> Work instructions
Quote the records beneath, complete and exact. Leave out images.

++++++++

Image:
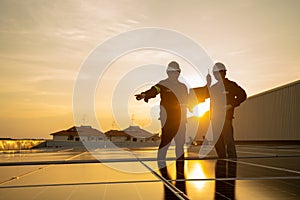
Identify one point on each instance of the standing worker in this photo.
(225, 96)
(174, 95)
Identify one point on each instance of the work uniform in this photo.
(174, 95)
(222, 94)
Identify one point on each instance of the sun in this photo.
(201, 108)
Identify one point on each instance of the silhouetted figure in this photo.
(225, 96)
(174, 95)
(180, 177)
(226, 170)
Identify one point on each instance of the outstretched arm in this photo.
(151, 93)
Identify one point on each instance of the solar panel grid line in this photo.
(169, 185)
(64, 162)
(78, 184)
(152, 181)
(265, 166)
(258, 153)
(22, 175)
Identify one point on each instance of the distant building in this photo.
(140, 135)
(117, 136)
(131, 134)
(273, 115)
(81, 133)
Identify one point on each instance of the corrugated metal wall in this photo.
(271, 115)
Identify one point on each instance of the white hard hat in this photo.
(173, 66)
(219, 67)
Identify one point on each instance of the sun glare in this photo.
(196, 172)
(201, 108)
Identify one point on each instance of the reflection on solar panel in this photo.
(261, 172)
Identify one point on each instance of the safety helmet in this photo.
(219, 67)
(173, 66)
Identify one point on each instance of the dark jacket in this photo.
(174, 96)
(222, 94)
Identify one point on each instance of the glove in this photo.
(139, 96)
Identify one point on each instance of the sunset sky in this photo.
(44, 43)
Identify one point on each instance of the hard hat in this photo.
(219, 67)
(173, 66)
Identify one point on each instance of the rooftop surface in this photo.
(261, 172)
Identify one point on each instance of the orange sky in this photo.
(44, 43)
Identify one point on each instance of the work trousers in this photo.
(225, 145)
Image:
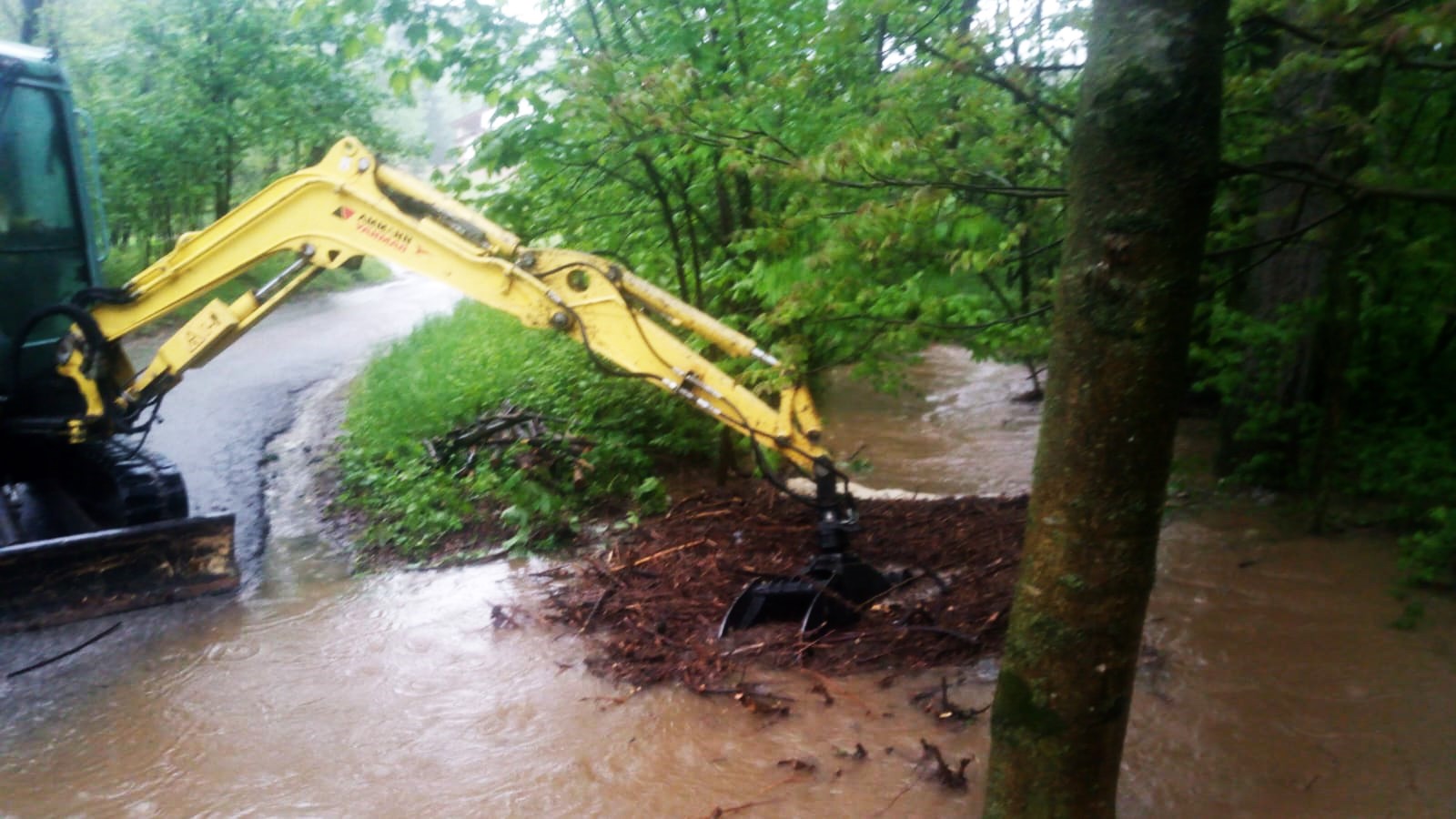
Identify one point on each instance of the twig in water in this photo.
(63, 654)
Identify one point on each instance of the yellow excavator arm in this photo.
(349, 206)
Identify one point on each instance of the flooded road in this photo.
(1273, 685)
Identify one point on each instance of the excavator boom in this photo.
(349, 206)
(328, 216)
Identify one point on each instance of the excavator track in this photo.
(114, 537)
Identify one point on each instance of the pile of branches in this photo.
(654, 602)
(529, 436)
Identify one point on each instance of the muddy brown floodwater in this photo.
(1271, 683)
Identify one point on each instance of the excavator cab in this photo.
(85, 528)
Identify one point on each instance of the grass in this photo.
(448, 373)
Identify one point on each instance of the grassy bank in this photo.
(611, 436)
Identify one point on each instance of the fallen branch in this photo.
(596, 608)
(664, 552)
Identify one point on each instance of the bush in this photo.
(448, 373)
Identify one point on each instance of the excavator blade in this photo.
(82, 576)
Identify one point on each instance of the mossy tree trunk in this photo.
(1142, 178)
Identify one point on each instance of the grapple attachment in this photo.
(834, 584)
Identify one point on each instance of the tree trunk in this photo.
(1142, 178)
(31, 21)
(1309, 273)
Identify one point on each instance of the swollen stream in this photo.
(1273, 685)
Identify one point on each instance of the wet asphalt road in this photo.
(217, 424)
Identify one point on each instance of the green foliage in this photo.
(198, 102)
(449, 372)
(1429, 557)
(1329, 331)
(846, 182)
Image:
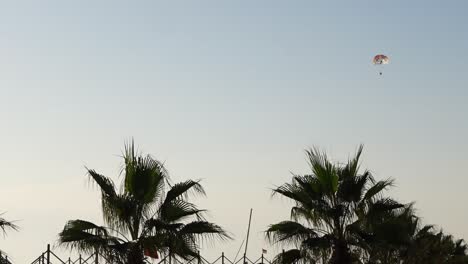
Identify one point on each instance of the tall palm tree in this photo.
(143, 217)
(4, 226)
(334, 206)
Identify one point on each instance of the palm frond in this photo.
(289, 232)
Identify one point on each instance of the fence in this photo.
(49, 257)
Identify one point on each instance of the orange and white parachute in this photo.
(380, 59)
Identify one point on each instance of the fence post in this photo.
(48, 253)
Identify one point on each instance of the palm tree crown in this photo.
(333, 214)
(143, 216)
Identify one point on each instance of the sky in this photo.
(230, 92)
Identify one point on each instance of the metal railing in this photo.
(49, 257)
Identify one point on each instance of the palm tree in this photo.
(334, 207)
(401, 238)
(143, 218)
(4, 226)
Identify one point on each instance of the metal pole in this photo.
(247, 239)
(48, 253)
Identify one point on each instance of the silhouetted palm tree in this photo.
(334, 208)
(4, 226)
(143, 216)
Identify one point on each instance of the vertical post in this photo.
(247, 239)
(48, 253)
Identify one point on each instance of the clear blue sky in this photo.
(231, 92)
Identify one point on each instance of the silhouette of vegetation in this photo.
(149, 215)
(4, 226)
(341, 216)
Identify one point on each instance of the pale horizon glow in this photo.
(230, 92)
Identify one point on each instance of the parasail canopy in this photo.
(380, 59)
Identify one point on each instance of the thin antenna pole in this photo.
(247, 239)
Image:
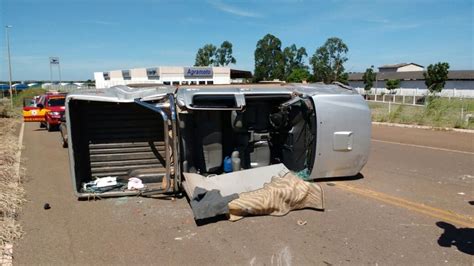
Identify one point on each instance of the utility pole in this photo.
(9, 63)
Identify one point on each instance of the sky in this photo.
(103, 35)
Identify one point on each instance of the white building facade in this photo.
(171, 76)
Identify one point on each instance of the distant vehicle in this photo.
(47, 110)
(63, 131)
(179, 139)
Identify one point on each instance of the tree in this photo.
(392, 84)
(205, 55)
(436, 76)
(294, 59)
(328, 61)
(224, 55)
(269, 61)
(299, 75)
(369, 78)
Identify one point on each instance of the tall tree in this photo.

++++++++

> Response
Image:
Identify one point on each instance of the standing worker in this photo.
(225, 96)
(174, 95)
Identify one point on each instance of the work uniform in this photo.
(174, 95)
(222, 94)
Identify one point on each instance of the sun in this photo.
(201, 108)
Identify one point on each instance of the silhouetted figure in this photo.
(225, 96)
(174, 95)
(180, 177)
(226, 170)
Identify one point on each instance of the outstretched arm in this photo.
(151, 93)
Identify one point on each instance of the solar panel grid line in this photo.
(169, 185)
(64, 162)
(78, 184)
(152, 181)
(265, 166)
(258, 153)
(22, 175)
Identify one point on each instance of the distant building in this photo.
(140, 135)
(117, 136)
(131, 134)
(273, 115)
(81, 133)
Identify one point on each instance of the corrugated metal wall in this photo.
(271, 115)
Identify one point on each instance of the white hard hat in this photo.
(173, 66)
(219, 67)
Identify one point on each instance of the sun glare in this photo.
(196, 172)
(201, 108)
Identify one point on each instance of the reflection on solar panel in this photo.
(261, 172)
Identify one point on each instance of the safety helmet in this photo.
(219, 67)
(173, 66)
Identify one point on each instance of the dark jacket in this photo.
(174, 96)
(222, 94)
Identify one point on each instance of the glove in this photo.
(139, 96)
Identify one point on each instance of the sunset sky in this photo.
(44, 43)
Identify one point on each instance of the hard hat in this photo.
(219, 67)
(173, 66)
Identify one point on each instance of the rooftop surface in this photo.
(261, 172)
Identify one point on each instance of the orange sky in this photo.
(44, 43)
Identify one point on each instance of the work trousers in this photo.
(225, 145)
Image:
Identify one point on each instance of the twig in water in this photo.
(63, 654)
Identify one point on each instance of the yellow excavator arm in this photo.
(349, 206)
Identify one point on each instance of the flooded road in this photo.
(1273, 685)
Identify one point on each instance of the excavator boom in this photo.
(349, 206)
(328, 216)
Identify one point on each instance of the excavator track in this photo.
(114, 537)
Identify one point on each instance of the pile of branches in this photo.
(654, 602)
(529, 436)
Identify one point on each instance of the muddy brown floodwater in this photo.
(1271, 683)
Identify one point on each instance of the excavator cab in this photo.
(85, 528)
Identify one point on each instance of the grass in this photo.
(448, 373)
Identify one point on each instance of the grassy bank in this photo.
(611, 436)
Identify one point on each instance of the fallen branch in this photo.
(596, 608)
(664, 552)
Identify one point on each instance of the bush in this photo.
(448, 373)
Identify one point on each instance of the excavator blade in this photo.
(82, 576)
Identify one point on each instance of the mossy tree trunk in this photo.
(1142, 178)
Identify one point on each instance of the grapple attachment in this photo.
(834, 584)
Identify one point on each instance of the tree trunk in this photo.
(1142, 178)
(31, 21)
(1309, 273)
Identify one point on each instance of the swollen stream in this photo.
(1273, 685)
Identify one point on each instance of the wet asphalt road in this photo.
(217, 424)
Identify one point on each instance of the green foliage in this photo.
(198, 102)
(449, 372)
(1429, 557)
(1329, 331)
(846, 182)
Image:
Identify one point on each instance of the tall palm tree in this photo.
(143, 217)
(4, 226)
(334, 206)
Identify one point on each instance of the palm frond in this photo.
(289, 232)
Identify one point on each instance of the fence in this photo.
(49, 257)
Identify one point on each instance of the orange and white parachute in this photo.
(380, 59)
Identify one point on each instance of the fence post in this photo.
(48, 253)
Identify one point on each instance of the palm tree crown in this photo.
(333, 214)
(143, 216)
Identify one point on each instance of the sky in this photo.
(230, 92)
Identify one point on each instance of the metal railing in this photo.
(49, 257)
Identify one point on each instance of the palm tree in this photo.
(334, 207)
(401, 238)
(143, 218)
(4, 226)
Identify one point on each instance of the metal pole in this photo.
(247, 239)
(48, 253)
Identify one point on each instance of the silhouetted palm tree in this photo.
(334, 208)
(4, 226)
(143, 216)
Identify one point on each instance of the vertical post in this photo.
(247, 239)
(48, 253)
Identify one point on each instance of the clear blue sky in this photo.
(231, 92)
Identify one point on each instance of the silhouette of vegetation in this photo.
(149, 215)
(4, 226)
(341, 216)
Identify one point on each instance of the pale horizon glow in this photo.
(230, 92)
Identify one point on each instance of the parasail canopy in this photo.
(380, 59)
Identify one point on each instance of the thin antenna pole in this photo.
(247, 239)
Image:
Identify one point on each instance of the utility pole in this photo.
(9, 63)
Identify one point on each instance of the sky in this photo.
(103, 35)
Identify one point on each instance of the white building facade in this photo.
(171, 76)
Identify one point on each instance of the distant vehicle in this photo.
(47, 110)
(63, 131)
(179, 139)
Identify one point on each instance of the tree in this photo.
(392, 84)
(205, 55)
(436, 76)
(294, 59)
(328, 61)
(224, 55)
(269, 61)
(299, 75)
(369, 78)
Identify one point on each instance of the tall tree in this photo.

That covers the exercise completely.